▼
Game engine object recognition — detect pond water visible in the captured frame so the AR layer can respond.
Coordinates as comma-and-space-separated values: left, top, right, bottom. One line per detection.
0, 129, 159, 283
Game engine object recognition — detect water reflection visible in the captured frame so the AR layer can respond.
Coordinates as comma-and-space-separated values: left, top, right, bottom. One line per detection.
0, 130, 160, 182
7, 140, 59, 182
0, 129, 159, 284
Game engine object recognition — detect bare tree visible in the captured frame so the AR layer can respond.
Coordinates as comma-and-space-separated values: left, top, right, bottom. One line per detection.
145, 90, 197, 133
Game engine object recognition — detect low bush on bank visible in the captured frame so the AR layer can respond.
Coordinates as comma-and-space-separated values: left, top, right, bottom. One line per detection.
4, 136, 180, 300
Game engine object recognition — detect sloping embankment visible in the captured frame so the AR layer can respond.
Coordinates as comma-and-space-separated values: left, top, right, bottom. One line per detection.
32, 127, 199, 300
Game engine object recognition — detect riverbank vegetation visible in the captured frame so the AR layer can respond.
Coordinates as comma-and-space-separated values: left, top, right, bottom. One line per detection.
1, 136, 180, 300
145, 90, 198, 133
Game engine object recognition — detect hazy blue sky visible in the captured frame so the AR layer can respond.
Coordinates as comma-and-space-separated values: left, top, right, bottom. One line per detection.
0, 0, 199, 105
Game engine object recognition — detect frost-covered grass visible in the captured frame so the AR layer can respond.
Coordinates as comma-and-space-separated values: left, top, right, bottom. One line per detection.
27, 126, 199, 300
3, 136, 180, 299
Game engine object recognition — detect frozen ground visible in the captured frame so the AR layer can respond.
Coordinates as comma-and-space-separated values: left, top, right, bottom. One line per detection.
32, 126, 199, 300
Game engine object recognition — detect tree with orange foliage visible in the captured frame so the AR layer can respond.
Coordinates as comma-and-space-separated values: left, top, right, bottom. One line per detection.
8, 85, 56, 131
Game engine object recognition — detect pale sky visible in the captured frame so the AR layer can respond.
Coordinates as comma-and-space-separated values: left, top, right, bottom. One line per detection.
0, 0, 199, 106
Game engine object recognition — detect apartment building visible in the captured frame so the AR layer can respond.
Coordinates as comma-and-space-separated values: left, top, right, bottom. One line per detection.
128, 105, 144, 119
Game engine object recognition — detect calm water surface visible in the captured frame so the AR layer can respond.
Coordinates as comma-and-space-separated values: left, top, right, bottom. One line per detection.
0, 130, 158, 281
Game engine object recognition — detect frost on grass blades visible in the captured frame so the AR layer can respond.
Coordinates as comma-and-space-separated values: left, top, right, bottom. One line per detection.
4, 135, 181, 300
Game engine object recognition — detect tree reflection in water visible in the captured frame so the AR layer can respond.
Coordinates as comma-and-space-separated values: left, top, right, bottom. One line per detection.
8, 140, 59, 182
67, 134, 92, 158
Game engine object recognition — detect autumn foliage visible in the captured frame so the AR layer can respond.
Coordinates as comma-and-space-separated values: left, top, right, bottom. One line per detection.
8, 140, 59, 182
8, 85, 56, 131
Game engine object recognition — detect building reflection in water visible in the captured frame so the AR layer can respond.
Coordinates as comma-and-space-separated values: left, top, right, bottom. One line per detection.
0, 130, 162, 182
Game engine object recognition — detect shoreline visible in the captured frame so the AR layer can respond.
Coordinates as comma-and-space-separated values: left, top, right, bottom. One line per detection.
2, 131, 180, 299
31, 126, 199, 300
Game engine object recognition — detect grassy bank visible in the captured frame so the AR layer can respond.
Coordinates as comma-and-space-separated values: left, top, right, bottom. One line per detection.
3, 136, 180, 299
▲
• _Task objective_: Reproduce all of the lines above, swapping every "AR layer" for "HUD layer" and leaving everything else untouched.

• _Reply to the task_:
Game engine object recognition — detect pond water visible in the captured frame so the HUD layer can respond.
Coordinates as comma-and-space-separated values: left, top, right, bottom. One line per detection.
0, 129, 159, 283
Game engine object recognition — detect water reflection visible in the captured frame so the HUD layer can respond.
Coordinates as comma-and-space-separated values: left, top, right, bottom. One line per detection.
0, 130, 160, 182
7, 140, 59, 182
0, 129, 159, 284
Game engine object recognition — detect bare tree visible in the captured frame so the HUD layer can respond.
Coordinates as comma-and-space-separated values: left, top, right, bottom. One line per detection.
145, 90, 197, 133
Game engine object recognition — detect low bush on bank visible in the captured frame so the HUD layer can respond.
Coordinates as comma-and-space-separated values: left, top, right, bottom. One line per detection.
4, 136, 180, 300
Game engine object recognition — detect sloping embankment visible in the captured frame so the HUD layer can respond.
Coordinates as comma-and-space-separated values: left, top, right, bottom. One line per detection.
32, 127, 199, 300
Game engine object recognition — detect riverbank vegetation visible in the captured frame so the HUD layer can respond.
Coordinates as comma-and-space-separated values: left, top, right, bottom. One line per detection.
1, 136, 180, 300
145, 90, 198, 133
Game engine object recognition — detect hazy blue sky visible in the captured frame so the HUD layer can respond.
Coordinates as comma-and-space-separated values: left, top, right, bottom. One line per detection.
0, 0, 199, 105
Game engine object recognition — detect frost-covered grass visible in the captured frame so the HUD layer can respond.
Coordinates as comma-and-space-separated values: left, top, right, bottom. One line per detection.
27, 126, 199, 300
3, 136, 180, 299
Game engine object recognition — detect frozen ground visible in the captured frame so the HUD layer can respond.
Coordinates as comma-and-space-separated values: left, top, right, bottom. One line per detection.
32, 126, 199, 300
Game engine object recognition — detect tree with orange foliage visible in the captured frame so the HUD layer can respond.
Coordinates as comma-and-space-separated values: left, top, right, bottom. One line per detection.
8, 85, 56, 131
Game engine object recognition — detect pale sky visible in the captured frame so the HUD layer can respond.
Coordinates as comma-and-space-separated values: left, top, right, bottom. One line per detection.
0, 0, 199, 106
Game engine object recognition — detect apartment building visible in the captured frame so the HUD layer can respond.
Coordinates as comma-and-space-separated values: left, top, right, bottom. One line per detection.
128, 105, 144, 119
Game engine object recognition — detect calm water surface visible in the captured frame so the HUD layer can respond.
Coordinates as comma-and-space-separated values: left, top, right, bottom. One line per detection.
0, 130, 158, 281
Game engine object recognition — detect frost on grass blades visible in the captured frame so the HUD layer can respond.
Coordinates as comma-and-space-separated values: left, top, right, bottom. One line per detection.
4, 135, 181, 300
Game engine object recognition — detect tree reflection in water visible in the captured frame so the HUD layer can respond.
Coordinates as comma-and-space-separated values: left, top, right, bottom. One line per detection.
8, 140, 59, 182
67, 134, 92, 158
Game engine object recognition — detect autumn foliage visible in the captured frame so the HUD layer can respond.
Coordinates as comma-and-space-separated values: left, top, right, bottom. One line per detection.
8, 140, 59, 182
8, 85, 56, 131
Game engine object recognition — detect building reflection in water visible in the captured frame so the HUD layer can respond.
Coordinates as comma-and-space-separated values: left, top, right, bottom. One line per detection.
0, 130, 162, 182
Game engine object recognition — detect shoreline visible in the captured frame so the HUD layer can respond.
Coordinates as comma-and-space-separated values: left, top, right, bottom. One line per detection.
2, 131, 180, 299
31, 126, 199, 300
Game engine object recognition — detect grassy bank visible in the captured frame so the HUD layer can respond.
Coordinates as comma-and-space-separated values: left, top, right, bottom. One line per detection.
3, 136, 180, 299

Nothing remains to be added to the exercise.